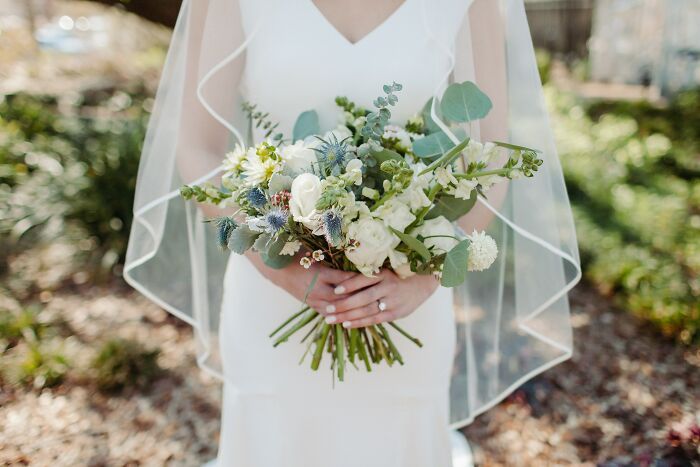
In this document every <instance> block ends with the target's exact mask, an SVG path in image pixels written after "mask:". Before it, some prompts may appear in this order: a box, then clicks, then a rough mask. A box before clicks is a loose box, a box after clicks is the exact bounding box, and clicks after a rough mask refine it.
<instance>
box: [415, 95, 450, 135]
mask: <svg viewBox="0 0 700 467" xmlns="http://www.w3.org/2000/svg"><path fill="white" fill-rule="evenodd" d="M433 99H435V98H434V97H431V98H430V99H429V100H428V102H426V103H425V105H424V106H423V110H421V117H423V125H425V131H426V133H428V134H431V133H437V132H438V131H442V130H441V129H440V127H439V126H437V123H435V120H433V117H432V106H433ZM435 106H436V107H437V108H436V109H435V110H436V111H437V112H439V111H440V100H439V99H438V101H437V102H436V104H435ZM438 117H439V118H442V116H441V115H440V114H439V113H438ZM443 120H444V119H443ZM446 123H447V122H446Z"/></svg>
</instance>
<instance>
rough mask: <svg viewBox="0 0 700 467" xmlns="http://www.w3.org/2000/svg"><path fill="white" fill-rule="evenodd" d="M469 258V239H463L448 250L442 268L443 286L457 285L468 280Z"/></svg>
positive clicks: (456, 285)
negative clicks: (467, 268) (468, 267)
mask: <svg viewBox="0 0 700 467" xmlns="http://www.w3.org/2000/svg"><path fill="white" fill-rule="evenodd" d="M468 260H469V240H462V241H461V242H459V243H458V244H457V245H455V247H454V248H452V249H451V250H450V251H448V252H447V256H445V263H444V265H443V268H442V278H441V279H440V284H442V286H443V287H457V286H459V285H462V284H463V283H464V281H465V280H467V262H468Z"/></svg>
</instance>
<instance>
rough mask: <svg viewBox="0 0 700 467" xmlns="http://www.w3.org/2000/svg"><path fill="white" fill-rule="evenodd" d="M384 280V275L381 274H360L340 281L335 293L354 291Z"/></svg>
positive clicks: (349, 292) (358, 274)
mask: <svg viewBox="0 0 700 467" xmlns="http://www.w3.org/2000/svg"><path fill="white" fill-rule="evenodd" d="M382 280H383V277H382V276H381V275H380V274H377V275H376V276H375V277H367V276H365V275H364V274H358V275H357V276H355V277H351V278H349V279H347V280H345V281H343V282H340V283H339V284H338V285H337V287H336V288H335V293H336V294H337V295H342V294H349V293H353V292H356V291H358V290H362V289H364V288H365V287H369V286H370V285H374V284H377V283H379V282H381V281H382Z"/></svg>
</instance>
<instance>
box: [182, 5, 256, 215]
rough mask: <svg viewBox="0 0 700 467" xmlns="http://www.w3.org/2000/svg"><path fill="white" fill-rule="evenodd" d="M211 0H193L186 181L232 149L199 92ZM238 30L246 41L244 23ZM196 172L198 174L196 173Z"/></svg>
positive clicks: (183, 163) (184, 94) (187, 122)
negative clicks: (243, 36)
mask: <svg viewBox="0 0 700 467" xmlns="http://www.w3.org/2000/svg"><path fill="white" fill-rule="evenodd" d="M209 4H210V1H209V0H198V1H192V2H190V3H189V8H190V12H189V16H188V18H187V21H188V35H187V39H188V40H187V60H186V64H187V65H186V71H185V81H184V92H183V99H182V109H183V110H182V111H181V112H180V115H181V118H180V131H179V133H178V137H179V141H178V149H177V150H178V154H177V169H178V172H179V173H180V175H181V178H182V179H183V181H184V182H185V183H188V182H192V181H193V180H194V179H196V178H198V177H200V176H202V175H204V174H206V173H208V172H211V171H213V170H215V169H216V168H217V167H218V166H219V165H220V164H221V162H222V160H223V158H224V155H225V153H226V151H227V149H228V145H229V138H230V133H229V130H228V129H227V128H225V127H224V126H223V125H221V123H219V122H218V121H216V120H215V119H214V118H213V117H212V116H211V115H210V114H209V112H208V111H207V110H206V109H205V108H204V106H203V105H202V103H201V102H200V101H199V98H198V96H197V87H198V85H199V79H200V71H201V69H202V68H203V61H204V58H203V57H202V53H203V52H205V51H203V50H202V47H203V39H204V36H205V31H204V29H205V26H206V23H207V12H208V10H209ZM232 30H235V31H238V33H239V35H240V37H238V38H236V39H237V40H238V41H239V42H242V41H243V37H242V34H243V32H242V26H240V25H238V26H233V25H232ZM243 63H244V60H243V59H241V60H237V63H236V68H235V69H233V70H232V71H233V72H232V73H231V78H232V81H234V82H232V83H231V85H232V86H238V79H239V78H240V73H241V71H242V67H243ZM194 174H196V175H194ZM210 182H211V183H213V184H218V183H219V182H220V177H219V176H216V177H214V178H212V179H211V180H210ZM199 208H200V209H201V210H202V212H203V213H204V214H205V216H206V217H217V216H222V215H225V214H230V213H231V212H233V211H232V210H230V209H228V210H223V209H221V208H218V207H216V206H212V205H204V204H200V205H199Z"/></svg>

........

**Instructions to follow**
Which lines above contain the word "clicks"? Pick out each of them and copy it in full.

**Solution**
In this document every <instance> block ends with the target's exact mask, an SVG path in image pixels written after "mask:". Before it, some prompts may appear in this order: a box, then clicks, then a rough mask. A box before clicks is a loose box, a box after clicks is the exact bounding box, and clicks after a rough mask refine it.
positive clicks: (456, 285)
negative clicks: (467, 268) (468, 267)
positive clicks: (349, 292) (358, 274)
positive clicks: (183, 163) (184, 94) (187, 122)
negative clicks: (243, 36)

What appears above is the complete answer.